| Lavoro richiesto |
Ricopia per intero, senza alcuna modifica, il testo sul dibattito riguardo allo sviluppo di Sella Nevea riportato qui sotto.
== Testo di lettura ==
Interviene un abitante di Sella Nevea, maestro di sci, che riporta un ricordo del padre, ivi residente dal 1969, e di Ignazio Piussi in merito alla Funifor di Sella Prevala. Piussi chiese a che titolo, non vivendo lì, le persone si permettessero di criticare certe scelte. Si chiede che tipo di altro sviluppo ci possa essere se non quello dello sci. Confronta lo sviluppo della pianura con Sella, e riporta anche il fatto che gli abitanti della montagna non si siano mai permessi di criticare le scelte fatte nell’interland Udinese. Afferma che gli interventi previsti possono garantire la permanenza in montagna di quelle popolazioni che stanno scappando dai monti, la Raccolana si sta spopolando. Non si può solo bloccare gli interventi, bisogna proporre delle alternative.

Francesco Fonta chiede quale sia il bilancio degli investimenti fatti a Sella, visto che pare del tutto fallimentare con il senno di poi. Fa notare che la realizzazione degli impianti, da parte di Leitner o Doppelmayr, sarebbe un ulteriore arricchimento di territori concorrenti. Propone la chiusura degli accessi stradali agli alpeggi con acquisto di bus navetta, la valorizzazione dell’altopiano, la realizzazione di una SPA, lo sviluppo del turismo ciclistico. Mirare gli investimenti su di un altro tipo di turismo che dà frutti ben consistenti (esempio Malga Nemes, Val Casies, etc). Gli imprenditori della montagna devono incontrarsi con la cittadinanza per portare a qualcosa di buono. Fondi per i rifugi!
===
== Voci fornite ==
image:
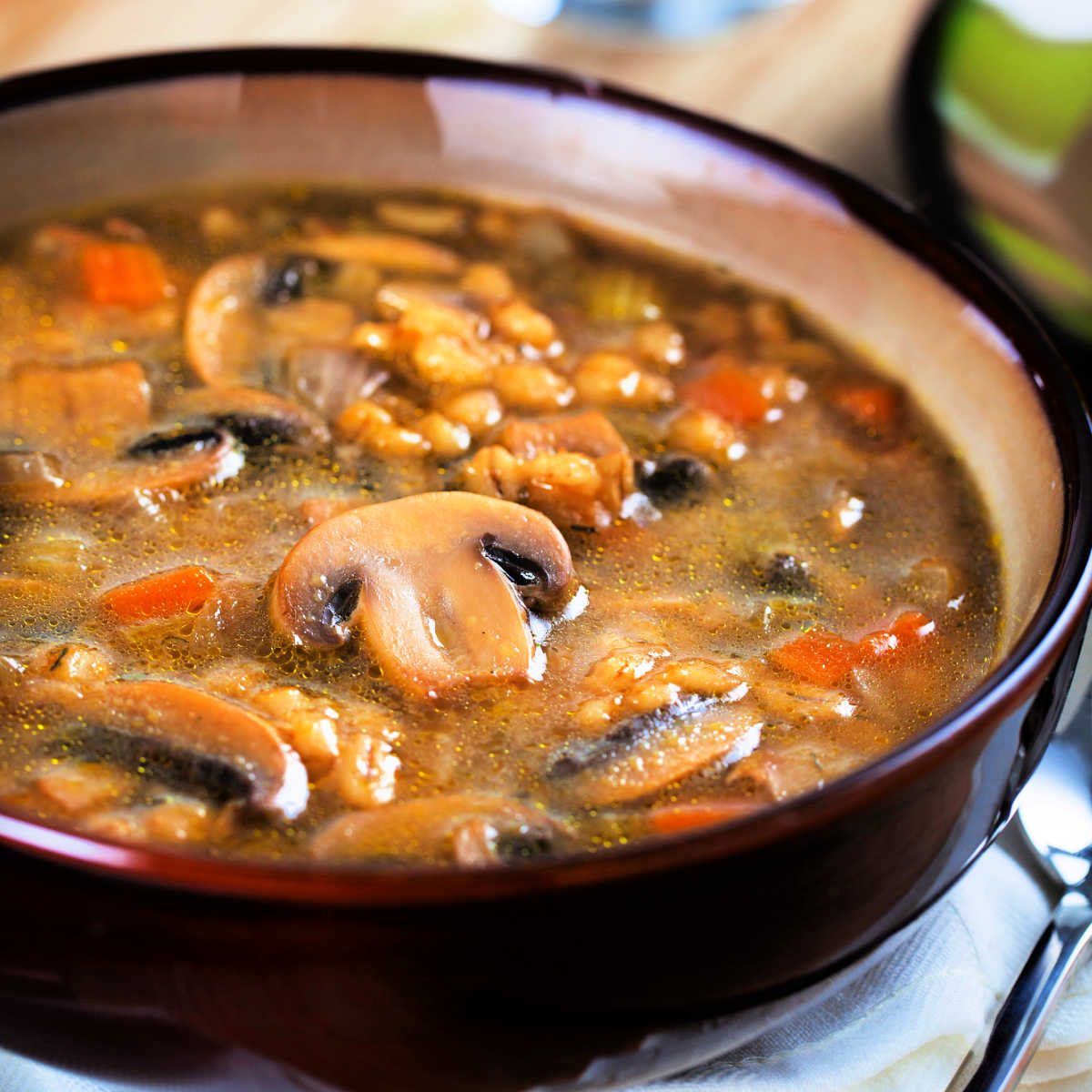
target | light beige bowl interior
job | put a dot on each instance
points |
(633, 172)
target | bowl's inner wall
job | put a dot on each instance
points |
===
| Risposta |
Interviene un abitante di Sella Nevea, maestro di sci, che riporta un ricordo del padre, ivi residente dal 1969, e di Ignazio Piussi in merito alla Funifor di Sella Prevala. Piussi chiese a che titolo, non vivendo lì, le persone si permettessero di criticare certe scelte. Si chiede che tipo di altro sviluppo ci possa essere se non quello dello sci. Confronta lo sviluppo della pianura con Sella, e riporta anche il fatto che gli abitanti della montagna non si siano mai permessi di criticare le scelte fatte nell’interland Udinese. Afferma che gli interventi previsti possono garantire la permanenza in montagna di quelle popolazioni che stanno scappando dai monti, la Raccolana si sta spopolando. Non si può solo bloccare gli interventi, bisogna proporre delle alternative.

Francesco Fonta chiede quale sia il bilancio degli investimenti fatti a Sella, visto che pare del tutto fallimentare con il senno di poi. Fa notare che la realizzazione degli impianti, da parte di Leitner o Doppelmayr, sarebbe un ulteriore arricchimento di territori concorrenti. Propone la chiusura degli accessi stradali agli alpeggi con acquisto di bus navetta, la valorizzazione dell’altopiano, la realizzazione di una SPA, lo sviluppo del turismo ciclistico. Mirare gli investimenti su di un altro tipo di turismo che dà frutti ben consistenti (esempio Malga Nemes, Val Casies, etc). Gli imprenditori della montagna devono incontrarsi con la cittadinanza per portare a qualcosa di buono. Fondi per i rifugi!